Aim of the exercise:
Reproduce every row below verbatim, leaving out the pictures.

[START Data for processing]

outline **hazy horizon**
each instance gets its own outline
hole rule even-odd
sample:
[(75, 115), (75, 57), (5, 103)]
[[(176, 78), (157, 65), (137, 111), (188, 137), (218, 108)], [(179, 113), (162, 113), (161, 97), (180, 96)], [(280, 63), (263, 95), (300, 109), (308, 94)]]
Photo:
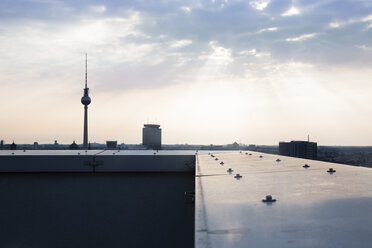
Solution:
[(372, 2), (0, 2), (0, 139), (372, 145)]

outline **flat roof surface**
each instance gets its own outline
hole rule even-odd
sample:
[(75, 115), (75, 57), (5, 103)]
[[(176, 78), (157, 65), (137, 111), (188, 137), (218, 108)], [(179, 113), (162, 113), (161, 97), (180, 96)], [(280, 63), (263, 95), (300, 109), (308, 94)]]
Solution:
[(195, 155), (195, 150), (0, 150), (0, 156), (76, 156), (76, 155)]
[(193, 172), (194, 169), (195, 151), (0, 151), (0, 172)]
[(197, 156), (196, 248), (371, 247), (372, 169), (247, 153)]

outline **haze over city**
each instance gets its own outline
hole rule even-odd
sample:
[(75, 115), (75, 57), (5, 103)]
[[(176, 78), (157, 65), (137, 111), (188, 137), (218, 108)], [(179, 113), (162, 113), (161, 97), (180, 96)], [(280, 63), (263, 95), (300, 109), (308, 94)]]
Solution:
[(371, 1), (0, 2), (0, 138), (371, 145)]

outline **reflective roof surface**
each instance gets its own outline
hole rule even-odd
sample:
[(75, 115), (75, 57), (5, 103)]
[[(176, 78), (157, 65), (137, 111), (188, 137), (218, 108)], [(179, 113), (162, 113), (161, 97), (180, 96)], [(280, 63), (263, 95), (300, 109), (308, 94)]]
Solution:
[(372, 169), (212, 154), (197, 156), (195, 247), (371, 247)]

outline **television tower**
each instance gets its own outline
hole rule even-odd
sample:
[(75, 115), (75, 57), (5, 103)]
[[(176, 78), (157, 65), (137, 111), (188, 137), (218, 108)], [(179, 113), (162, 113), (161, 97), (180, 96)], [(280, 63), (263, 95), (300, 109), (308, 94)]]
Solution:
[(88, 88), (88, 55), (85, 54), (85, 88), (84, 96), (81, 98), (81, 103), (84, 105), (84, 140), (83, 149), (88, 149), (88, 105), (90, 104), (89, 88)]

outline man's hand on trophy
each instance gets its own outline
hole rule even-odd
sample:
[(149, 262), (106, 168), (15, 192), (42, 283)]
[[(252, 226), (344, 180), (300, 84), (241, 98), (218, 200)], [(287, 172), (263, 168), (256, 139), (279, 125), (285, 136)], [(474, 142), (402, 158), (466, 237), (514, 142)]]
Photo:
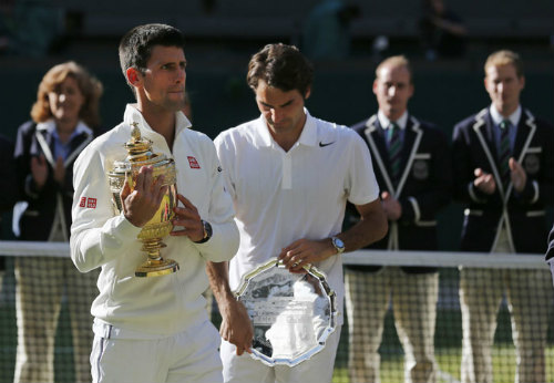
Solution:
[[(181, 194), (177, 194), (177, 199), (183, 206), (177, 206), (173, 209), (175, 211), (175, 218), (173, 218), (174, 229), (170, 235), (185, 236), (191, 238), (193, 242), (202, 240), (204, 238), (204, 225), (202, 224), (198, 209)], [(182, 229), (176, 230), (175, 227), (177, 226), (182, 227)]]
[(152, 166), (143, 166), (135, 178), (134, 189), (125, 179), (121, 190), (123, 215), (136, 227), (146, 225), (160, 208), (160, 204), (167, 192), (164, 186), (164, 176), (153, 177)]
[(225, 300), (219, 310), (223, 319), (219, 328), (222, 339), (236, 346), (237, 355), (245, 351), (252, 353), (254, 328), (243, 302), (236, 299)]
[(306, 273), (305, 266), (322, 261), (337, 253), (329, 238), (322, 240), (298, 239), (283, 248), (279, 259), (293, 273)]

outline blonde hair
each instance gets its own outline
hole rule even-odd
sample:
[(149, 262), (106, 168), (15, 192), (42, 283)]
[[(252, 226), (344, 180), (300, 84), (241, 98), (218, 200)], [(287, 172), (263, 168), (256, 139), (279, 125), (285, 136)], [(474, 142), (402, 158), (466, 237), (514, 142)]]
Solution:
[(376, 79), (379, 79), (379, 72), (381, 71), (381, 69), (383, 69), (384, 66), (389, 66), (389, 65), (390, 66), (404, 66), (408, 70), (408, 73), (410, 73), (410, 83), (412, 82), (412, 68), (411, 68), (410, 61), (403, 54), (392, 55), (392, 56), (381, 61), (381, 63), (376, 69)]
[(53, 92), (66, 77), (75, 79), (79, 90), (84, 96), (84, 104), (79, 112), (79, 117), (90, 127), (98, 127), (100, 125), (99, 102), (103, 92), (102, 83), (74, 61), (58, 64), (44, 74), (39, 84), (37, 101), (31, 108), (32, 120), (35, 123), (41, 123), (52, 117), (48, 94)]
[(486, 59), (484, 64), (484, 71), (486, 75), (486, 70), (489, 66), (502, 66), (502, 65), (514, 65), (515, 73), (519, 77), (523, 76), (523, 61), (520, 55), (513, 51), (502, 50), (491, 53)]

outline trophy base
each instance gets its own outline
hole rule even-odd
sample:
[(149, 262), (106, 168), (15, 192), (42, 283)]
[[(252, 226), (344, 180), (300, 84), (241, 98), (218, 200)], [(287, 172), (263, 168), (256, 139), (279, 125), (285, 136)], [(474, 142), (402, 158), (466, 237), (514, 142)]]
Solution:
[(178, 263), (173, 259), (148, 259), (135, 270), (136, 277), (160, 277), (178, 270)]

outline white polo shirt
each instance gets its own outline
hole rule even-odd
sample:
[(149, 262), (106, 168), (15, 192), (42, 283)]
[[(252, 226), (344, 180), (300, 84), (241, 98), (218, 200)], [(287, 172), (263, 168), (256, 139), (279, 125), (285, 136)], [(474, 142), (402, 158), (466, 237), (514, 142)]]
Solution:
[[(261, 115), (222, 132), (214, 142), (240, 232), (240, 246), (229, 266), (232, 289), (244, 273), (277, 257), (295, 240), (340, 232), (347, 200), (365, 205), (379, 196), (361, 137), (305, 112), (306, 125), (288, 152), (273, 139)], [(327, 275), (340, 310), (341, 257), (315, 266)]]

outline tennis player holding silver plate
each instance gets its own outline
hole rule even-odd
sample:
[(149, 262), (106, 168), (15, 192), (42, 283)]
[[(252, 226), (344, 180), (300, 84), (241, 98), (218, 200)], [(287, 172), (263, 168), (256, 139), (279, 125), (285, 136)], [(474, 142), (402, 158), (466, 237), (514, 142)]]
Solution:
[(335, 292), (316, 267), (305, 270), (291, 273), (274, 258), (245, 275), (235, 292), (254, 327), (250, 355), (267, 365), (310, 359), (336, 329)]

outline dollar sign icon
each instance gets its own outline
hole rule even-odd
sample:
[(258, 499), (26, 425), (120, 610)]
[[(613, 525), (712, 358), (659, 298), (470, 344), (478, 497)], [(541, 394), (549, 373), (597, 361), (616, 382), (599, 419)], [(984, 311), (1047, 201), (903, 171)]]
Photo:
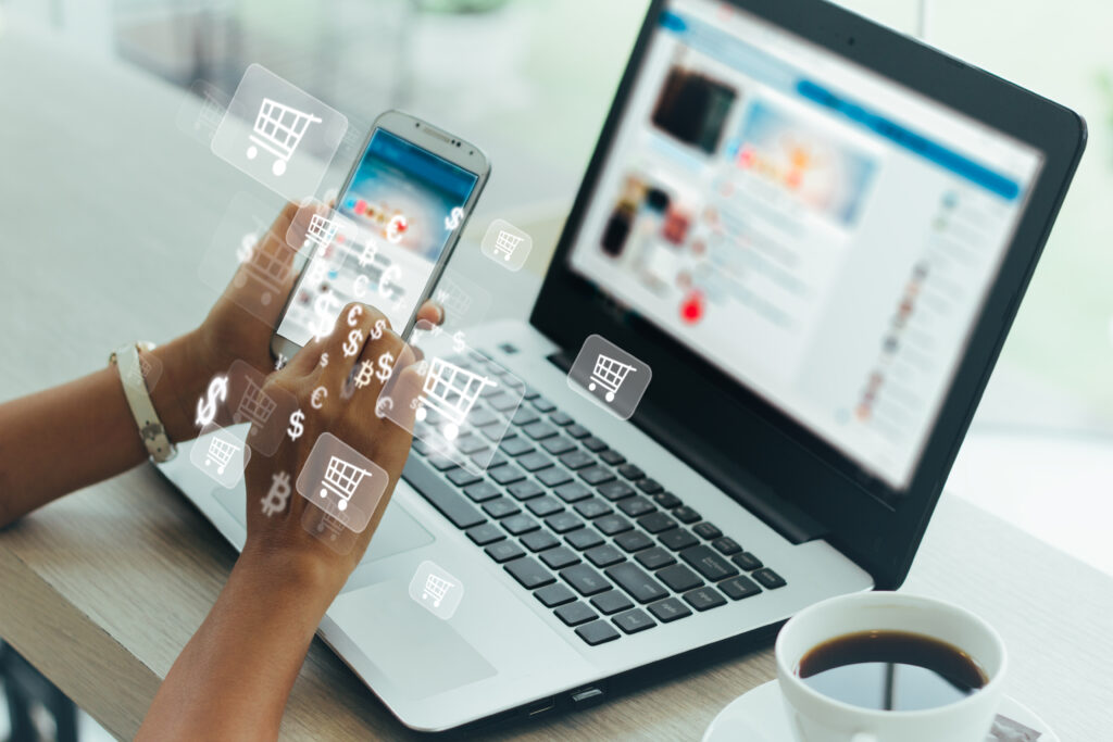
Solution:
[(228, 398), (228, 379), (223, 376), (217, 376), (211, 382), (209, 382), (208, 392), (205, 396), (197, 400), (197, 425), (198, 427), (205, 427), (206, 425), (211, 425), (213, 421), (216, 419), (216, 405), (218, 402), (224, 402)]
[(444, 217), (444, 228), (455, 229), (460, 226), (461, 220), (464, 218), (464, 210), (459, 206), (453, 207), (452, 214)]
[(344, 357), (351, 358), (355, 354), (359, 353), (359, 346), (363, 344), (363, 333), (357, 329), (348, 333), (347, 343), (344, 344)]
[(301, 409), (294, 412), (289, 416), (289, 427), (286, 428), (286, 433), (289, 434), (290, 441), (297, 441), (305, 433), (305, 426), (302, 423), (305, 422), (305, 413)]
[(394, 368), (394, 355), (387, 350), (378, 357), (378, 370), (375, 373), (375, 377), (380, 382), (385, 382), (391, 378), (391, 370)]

[END Data for processing]

Output below:
outline **hazy horizon**
each instance gets its own outline
hole rule even-odd
sample:
[(75, 115), (75, 57), (5, 103)]
[[(176, 78), (157, 65), (137, 111), (188, 137), (218, 108)], [(179, 113), (162, 113), (161, 97), (180, 96)], [(280, 63), (263, 95), (300, 109), (308, 94)]]
Photo:
Solution:
[(372, 2), (0, 2), (0, 139), (372, 145)]

outline **flat roof surface**
each instance gets its own outline
hole rule even-odd
sample:
[(75, 115), (75, 57), (5, 103)]
[[(176, 78), (157, 65), (137, 111), (188, 137), (218, 108)], [(179, 113), (162, 113), (161, 97), (180, 96)], [(280, 63), (263, 95), (300, 109), (308, 94)]]
Solution:
[(195, 155), (195, 150), (0, 150), (0, 156), (76, 156), (76, 155)]
[(193, 172), (194, 169), (195, 151), (0, 151), (0, 172)]
[(197, 156), (196, 248), (371, 247), (372, 169), (247, 153)]

outline **haze over city**
each instance gets its own outline
hole rule even-odd
sample:
[(75, 115), (75, 57), (5, 103)]
[[(176, 78), (157, 65), (137, 111), (188, 137), (218, 108)], [(179, 113), (162, 113), (161, 97), (180, 96)], [(280, 63), (263, 95), (300, 109), (308, 94)]]
Solution:
[(371, 1), (0, 2), (0, 138), (371, 145)]

outline **reflective roof surface**
each instance gets its own outline
hole rule even-odd
sample:
[(75, 115), (75, 57), (5, 103)]
[[(176, 78), (157, 65), (137, 111), (188, 137), (218, 108)], [(179, 113), (162, 113), (161, 97), (180, 96)], [(280, 63), (263, 95), (300, 109), (308, 94)]]
Solution:
[(372, 169), (212, 154), (197, 156), (195, 247), (371, 247)]

outline **television tower**
each instance gets its own outline
hole rule even-odd
sample:
[(75, 115), (75, 57), (5, 103)]
[[(176, 78), (157, 65), (137, 111), (188, 137), (218, 108)], [(179, 113), (162, 113), (161, 97), (180, 96)], [(280, 63), (263, 95), (300, 109), (308, 94)]]
Solution:
[(88, 88), (88, 55), (85, 54), (85, 88), (84, 96), (81, 98), (81, 103), (84, 105), (84, 140), (83, 149), (88, 149), (88, 105), (90, 104), (89, 88)]

outline man's hand on trophy
each instance gets its own outline
hole rule even-odd
sample:
[(149, 262), (106, 168), (15, 192), (42, 283)]
[[(252, 226), (344, 180), (300, 84), (241, 98), (218, 200)], [(287, 172), (263, 168), (256, 139), (279, 125), (285, 136)], [(474, 142), (402, 158), (466, 237), (514, 142)]]
Photo:
Solution:
[[(181, 194), (177, 194), (177, 199), (183, 206), (177, 206), (173, 209), (175, 211), (175, 218), (173, 218), (174, 229), (170, 235), (185, 236), (191, 238), (193, 242), (202, 240), (204, 238), (204, 225), (202, 224), (198, 209)], [(182, 229), (176, 230), (175, 227), (177, 226), (182, 227)]]
[(152, 166), (143, 166), (135, 178), (134, 189), (125, 179), (121, 190), (123, 215), (136, 227), (146, 225), (160, 208), (160, 204), (167, 192), (164, 186), (164, 176), (153, 177)]
[(225, 300), (219, 310), (223, 319), (219, 328), (222, 339), (236, 346), (237, 355), (245, 351), (252, 353), (254, 328), (243, 302), (236, 299)]
[(306, 273), (305, 266), (322, 261), (337, 253), (329, 238), (322, 240), (298, 239), (283, 248), (279, 259), (293, 273)]

outline blonde hair
each instance gets its own outline
hole rule even-odd
sample:
[(149, 262), (106, 168), (15, 192), (42, 283)]
[[(252, 226), (344, 180), (300, 84), (241, 98), (218, 200)], [(287, 172), (263, 168), (256, 139), (279, 125), (285, 136)], [(474, 142), (402, 158), (466, 237), (514, 142)]]
Solution:
[(376, 79), (379, 79), (379, 72), (381, 71), (381, 69), (383, 69), (384, 66), (389, 66), (389, 65), (390, 66), (404, 66), (408, 70), (408, 73), (410, 73), (410, 83), (412, 82), (412, 68), (411, 68), (410, 61), (403, 54), (392, 55), (392, 56), (381, 61), (381, 63), (376, 69)]
[(53, 92), (66, 77), (75, 79), (79, 90), (84, 96), (84, 104), (79, 112), (79, 117), (90, 127), (98, 127), (100, 125), (99, 102), (103, 92), (102, 83), (74, 61), (58, 64), (44, 74), (39, 84), (37, 101), (31, 108), (32, 120), (35, 123), (41, 123), (52, 117), (48, 94)]
[(486, 59), (484, 64), (484, 71), (486, 75), (486, 70), (489, 66), (502, 66), (502, 65), (514, 65), (515, 73), (519, 77), (523, 76), (523, 61), (520, 55), (513, 51), (502, 50), (491, 53)]

outline trophy base
each instance gets its own outline
hole rule even-odd
sample:
[(149, 262), (106, 168), (15, 192), (42, 283)]
[[(252, 226), (344, 180), (300, 84), (241, 98), (218, 200)], [(287, 172), (263, 168), (256, 139), (279, 125), (285, 136)], [(474, 142), (402, 158), (466, 237), (514, 142)]]
Solution:
[(178, 263), (173, 259), (148, 259), (135, 270), (136, 277), (160, 277), (178, 270)]

outline white polo shirt
each instance gets its own outline
hole rule even-odd
sample:
[(149, 262), (106, 168), (15, 192), (42, 283)]
[[(252, 226), (344, 180), (300, 84), (241, 98), (218, 200)], [(287, 172), (263, 168), (256, 139), (279, 125), (285, 136)], [(474, 142), (402, 158), (466, 237), (514, 142)]]
Solution:
[[(261, 115), (222, 132), (214, 142), (240, 232), (240, 246), (229, 266), (232, 289), (244, 273), (277, 257), (295, 240), (340, 232), (347, 200), (365, 205), (379, 196), (361, 137), (305, 112), (306, 125), (288, 152), (273, 139)], [(327, 275), (340, 310), (341, 257), (315, 266)]]

outline tennis player holding silver plate
each instance gets its own outline
hole rule even-odd
sample:
[(149, 262), (106, 168), (15, 192), (42, 283)]
[[(252, 226), (344, 180), (300, 84), (241, 98), (218, 200)], [(287, 172), (263, 168), (256, 139), (279, 125), (285, 136)], [(474, 142), (402, 158), (466, 237), (514, 142)]]
Solution:
[(335, 292), (316, 267), (305, 270), (291, 273), (274, 258), (245, 275), (235, 292), (254, 327), (250, 355), (267, 365), (310, 359), (336, 329)]

outline dollar sign icon
each instance gets its own outline
hole rule even-odd
sample:
[(258, 499), (26, 425), (120, 610)]
[[(613, 525), (712, 358), (659, 298), (470, 344), (478, 497)], [(541, 394), (549, 373), (597, 361), (616, 382), (599, 419)], [(984, 311), (1047, 201), (903, 171)]]
Photo:
Solution:
[(228, 398), (228, 379), (223, 376), (217, 376), (211, 382), (209, 382), (208, 392), (205, 396), (197, 400), (197, 425), (198, 427), (205, 427), (206, 425), (211, 425), (213, 421), (216, 419), (216, 405), (218, 402), (224, 402)]
[(444, 217), (444, 228), (455, 229), (460, 226), (461, 220), (464, 218), (464, 210), (459, 206), (453, 207), (452, 214)]
[(344, 357), (351, 358), (355, 354), (359, 353), (359, 346), (363, 344), (363, 333), (357, 329), (348, 333), (347, 343), (344, 344)]
[(301, 409), (294, 412), (289, 416), (289, 427), (286, 428), (286, 433), (289, 434), (290, 441), (297, 441), (305, 433), (305, 426), (302, 423), (305, 422), (305, 413)]
[(394, 368), (394, 355), (387, 350), (378, 357), (378, 370), (375, 373), (375, 377), (380, 382), (385, 382), (391, 378), (391, 370)]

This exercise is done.